-- Texte à lire --

Les bus de transports en commun sont-ils devenus un véritable danger sur les routes. La question préoccupe dans la mesure où moins de 48 heures après le drame d’Oued El Harrach, un nouvel accident impliquant un bus a fait dimanche trois morts à Ain Defla.

Une série d’accidents tragiques impliquant des autobus de transport public relance avec acuité le débat sur la sécurité du transport collectif en Algérie. Dimanche matin, trois personnes ont trouvé la mort et trente et une autres ont été blessées dans une collision entre un bus et un camion sur l’autoroute Est-Ouest dans la wilaya d’Aïn Defla. Cet accident, survenu vers 4h40 au niveau de la région de Sidi Abed, commune d’Aïn Soltane, a mobilisé plus de cinquante agents de la Protection civile, huit ambulances, trois camions d’incendie et cinq véhicules de liaison pour secourir les victimes transportées vers l’hôpital de Khemis Miliana. Le même jour, un second accident s’est produit à Tizi-Ouzou où huit passagers d’un minibus ont été blessés lors d’un dérapage survenu à midi trente-cinq dans le village Tahachat, commune de Tizi Ghenif. Ces nouveaux drames s’ajoutent à une liste macabre qui ne cesse de s’allonger, ravivant les interrogations sur les causes structurelles de cette hécatombe routière. Les statistiques récentes dressent un panorama alarmant de l’insécurité routière dans le secteur du transport public, d’autant plus que plusieurs accidents mortels impliquant des moyens de transport en Commun ont été recensés ces dernières années et certains exemples sont marquants. En juillet 2023, trente-quatre personnes avaient perdu la vie près de Tamanrasset dans un accident suivi d’incendie impliquant un autocar. En août 2022, neuf passagers sont morts dans une collision entre un bus et un camion-citerne sur la route nationale reliant Ouargla à Illizi. Ces tragédies récurrentes témoignent d’une crise systémique qui dépasse les incidents isolés pour révéler des dysfonctionnements profonds du secteur.

-- Travail à faire --
- 1) Selon le texte sur les accidents de bus, vers quelle heure la collision d'Aïn Defla a-t-elle eu lieu ?
- 2) Dites si chacune des affirmations suivantes correspond au texte sur les accidents de bus, en citant les mots qui tranchent. (a) La collision d'Aïn Defla a causé trois morts et trente et un blessés. (b) Les victimes d'Aïn Defla ont été conduites à l'hôpital de Tizi-Ouzou. (c) En juillet 2023, neuf personnes sont mortes près de Tamanrasset.
- 3) Poursuivez le texte sur les accidents de bus en Algérie à partir de sa dernière phrase.

Données sources:

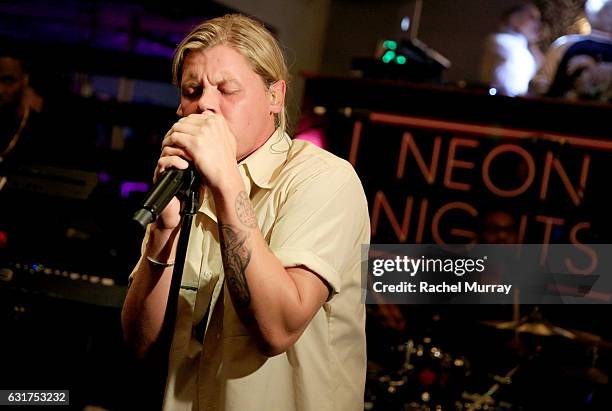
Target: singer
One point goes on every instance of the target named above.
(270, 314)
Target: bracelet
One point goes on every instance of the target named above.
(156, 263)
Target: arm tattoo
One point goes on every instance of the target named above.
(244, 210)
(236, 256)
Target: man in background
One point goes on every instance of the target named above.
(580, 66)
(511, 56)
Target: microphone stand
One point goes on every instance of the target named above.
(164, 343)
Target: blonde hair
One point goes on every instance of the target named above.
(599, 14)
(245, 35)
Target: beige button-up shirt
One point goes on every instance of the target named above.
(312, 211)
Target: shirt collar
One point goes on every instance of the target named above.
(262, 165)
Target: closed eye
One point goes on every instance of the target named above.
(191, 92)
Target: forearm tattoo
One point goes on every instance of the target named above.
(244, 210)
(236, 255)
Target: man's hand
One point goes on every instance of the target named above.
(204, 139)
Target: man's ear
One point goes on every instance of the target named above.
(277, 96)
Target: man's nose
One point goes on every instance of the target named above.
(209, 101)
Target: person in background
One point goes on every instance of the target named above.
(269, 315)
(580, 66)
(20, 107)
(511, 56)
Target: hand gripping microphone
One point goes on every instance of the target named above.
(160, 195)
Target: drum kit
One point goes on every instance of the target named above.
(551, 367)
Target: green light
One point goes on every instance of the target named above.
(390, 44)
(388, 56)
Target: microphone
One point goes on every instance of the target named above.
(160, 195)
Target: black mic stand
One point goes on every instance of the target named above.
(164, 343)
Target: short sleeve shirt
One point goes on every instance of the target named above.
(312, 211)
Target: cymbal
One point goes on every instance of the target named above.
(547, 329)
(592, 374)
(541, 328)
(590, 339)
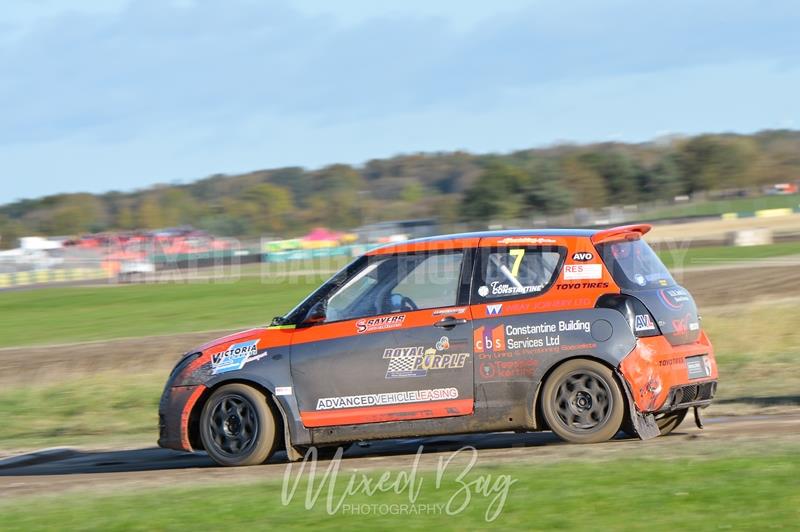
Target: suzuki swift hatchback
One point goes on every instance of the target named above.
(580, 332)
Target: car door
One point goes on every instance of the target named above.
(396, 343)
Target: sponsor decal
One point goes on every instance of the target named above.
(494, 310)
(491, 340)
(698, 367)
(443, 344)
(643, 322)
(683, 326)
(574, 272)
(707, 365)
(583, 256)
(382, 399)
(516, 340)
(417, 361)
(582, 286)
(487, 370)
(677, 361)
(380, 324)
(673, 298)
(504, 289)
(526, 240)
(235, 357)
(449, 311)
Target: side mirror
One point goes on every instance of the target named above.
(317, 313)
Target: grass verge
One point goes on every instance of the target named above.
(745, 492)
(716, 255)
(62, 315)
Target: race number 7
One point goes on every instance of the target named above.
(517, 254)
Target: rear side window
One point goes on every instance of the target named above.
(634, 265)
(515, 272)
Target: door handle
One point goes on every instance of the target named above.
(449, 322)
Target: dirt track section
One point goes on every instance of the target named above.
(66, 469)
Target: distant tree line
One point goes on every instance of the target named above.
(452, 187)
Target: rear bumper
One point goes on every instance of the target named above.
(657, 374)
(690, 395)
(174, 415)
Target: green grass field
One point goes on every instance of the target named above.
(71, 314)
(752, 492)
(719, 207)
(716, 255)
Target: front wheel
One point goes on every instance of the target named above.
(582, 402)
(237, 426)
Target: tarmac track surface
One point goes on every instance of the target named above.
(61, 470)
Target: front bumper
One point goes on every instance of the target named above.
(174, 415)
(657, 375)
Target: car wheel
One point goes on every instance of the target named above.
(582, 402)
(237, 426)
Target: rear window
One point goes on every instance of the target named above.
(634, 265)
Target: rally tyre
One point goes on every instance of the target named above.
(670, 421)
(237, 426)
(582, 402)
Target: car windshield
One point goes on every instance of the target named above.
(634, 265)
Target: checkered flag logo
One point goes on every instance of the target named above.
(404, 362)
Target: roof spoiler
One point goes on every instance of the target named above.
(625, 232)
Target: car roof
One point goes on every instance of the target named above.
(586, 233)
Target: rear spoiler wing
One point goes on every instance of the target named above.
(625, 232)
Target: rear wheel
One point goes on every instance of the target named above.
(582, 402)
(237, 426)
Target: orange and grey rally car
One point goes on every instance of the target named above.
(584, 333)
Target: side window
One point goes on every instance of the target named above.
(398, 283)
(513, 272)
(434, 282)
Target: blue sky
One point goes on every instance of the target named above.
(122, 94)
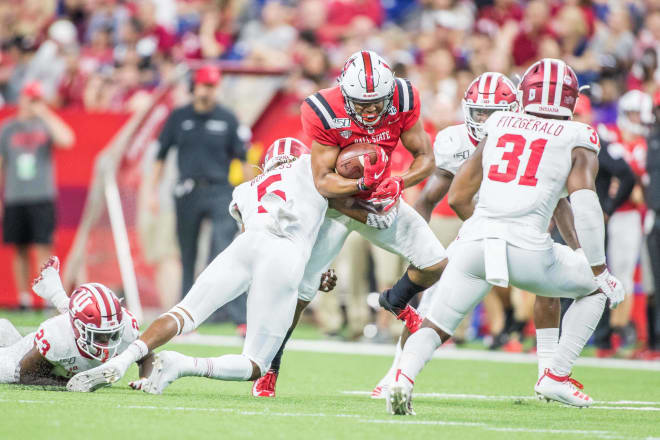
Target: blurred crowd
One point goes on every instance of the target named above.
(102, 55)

==

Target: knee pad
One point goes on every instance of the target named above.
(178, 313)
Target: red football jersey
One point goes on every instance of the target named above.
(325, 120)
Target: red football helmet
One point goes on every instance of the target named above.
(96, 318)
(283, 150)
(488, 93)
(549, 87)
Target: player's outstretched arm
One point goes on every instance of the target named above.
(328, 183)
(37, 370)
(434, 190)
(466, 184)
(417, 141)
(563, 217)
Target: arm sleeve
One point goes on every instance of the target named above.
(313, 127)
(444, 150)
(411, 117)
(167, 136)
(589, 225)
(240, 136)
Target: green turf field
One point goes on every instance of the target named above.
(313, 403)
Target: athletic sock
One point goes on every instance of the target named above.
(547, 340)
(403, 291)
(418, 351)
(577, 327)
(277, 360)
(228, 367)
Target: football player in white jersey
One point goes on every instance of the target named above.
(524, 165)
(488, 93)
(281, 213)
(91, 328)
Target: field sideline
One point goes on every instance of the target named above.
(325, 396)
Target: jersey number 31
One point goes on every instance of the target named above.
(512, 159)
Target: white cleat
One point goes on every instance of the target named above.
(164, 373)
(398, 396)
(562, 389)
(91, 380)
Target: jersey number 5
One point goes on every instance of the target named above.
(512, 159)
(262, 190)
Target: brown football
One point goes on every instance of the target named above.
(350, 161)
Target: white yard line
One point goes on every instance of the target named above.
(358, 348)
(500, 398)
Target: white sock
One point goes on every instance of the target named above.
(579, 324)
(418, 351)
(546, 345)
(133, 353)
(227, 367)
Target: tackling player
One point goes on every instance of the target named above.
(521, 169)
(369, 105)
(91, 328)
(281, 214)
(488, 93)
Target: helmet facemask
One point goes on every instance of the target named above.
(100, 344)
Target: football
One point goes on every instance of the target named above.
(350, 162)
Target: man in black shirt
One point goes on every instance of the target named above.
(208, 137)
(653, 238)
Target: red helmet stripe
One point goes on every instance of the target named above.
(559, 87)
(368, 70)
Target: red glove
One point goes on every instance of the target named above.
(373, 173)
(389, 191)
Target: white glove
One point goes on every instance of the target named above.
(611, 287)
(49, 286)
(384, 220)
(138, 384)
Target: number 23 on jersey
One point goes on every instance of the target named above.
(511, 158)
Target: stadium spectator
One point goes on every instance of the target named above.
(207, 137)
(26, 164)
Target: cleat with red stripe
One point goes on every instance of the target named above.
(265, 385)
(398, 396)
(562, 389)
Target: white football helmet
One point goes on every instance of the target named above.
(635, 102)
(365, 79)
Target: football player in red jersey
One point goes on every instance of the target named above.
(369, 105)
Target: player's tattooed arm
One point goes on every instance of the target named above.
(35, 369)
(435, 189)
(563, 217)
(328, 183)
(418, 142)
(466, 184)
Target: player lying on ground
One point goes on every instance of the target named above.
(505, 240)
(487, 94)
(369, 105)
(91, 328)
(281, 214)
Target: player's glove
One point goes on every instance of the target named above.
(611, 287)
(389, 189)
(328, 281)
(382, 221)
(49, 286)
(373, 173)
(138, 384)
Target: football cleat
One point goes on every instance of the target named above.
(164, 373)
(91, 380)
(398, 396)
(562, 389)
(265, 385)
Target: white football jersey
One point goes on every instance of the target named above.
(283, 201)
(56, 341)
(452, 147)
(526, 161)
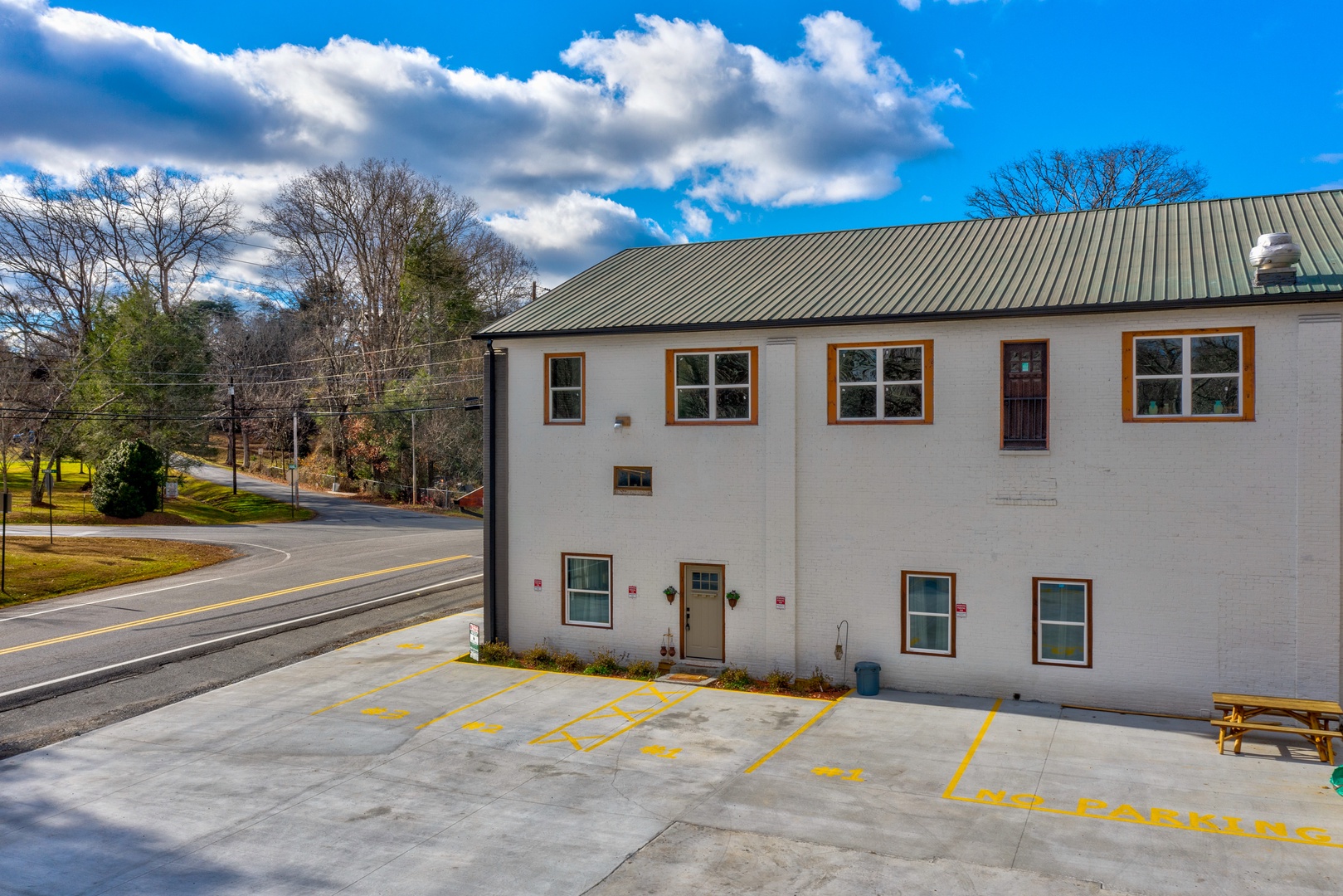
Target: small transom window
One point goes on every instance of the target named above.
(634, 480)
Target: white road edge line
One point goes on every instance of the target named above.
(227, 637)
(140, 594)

-- Réponses attendues --
- 1) Vers 4h40.

- 2)
(a) Oui : « trois personnes ont trouvé la mort et trente et une autres ont été blessées ».
(b) Non : « victimes transportées vers l’hôpital de Khemis Miliana ».
(c) Non : « trente-quatre personnes avaient perdu la vie près de Tamanrasset ».

- 3)
Selon les données officielles de la Délégation Nationale à la Sécurité Routière, les accidents de la route ont causé la mort de 3740 personnes et fait 35556 blessés en 2024, soit une augmentation respective de 3% et 4% par rapport à 2023. Cette progression inquiétante s’explique par plusieurs facteurs interdépendants qui fragilisent la sécurité du transport collectif. Le facteur humain demeure la cause principale de ces accidents. Lahcène Boubeka, responsable par intérim de la DNSR, révélait en novembre dernier que le facteur humain est impliqué dans 96% des accidents de la route. Le ministre des Transports, Saïd Sayoud, confirme cette analyse en déclarant vendredi que « 90% des accidents de bus sont liés à l’excès de vitesse ». Cette prépondérance du comportement humain dans la genèse des accidents souligne l’importance des conditions de travail des conducteurs professionnels.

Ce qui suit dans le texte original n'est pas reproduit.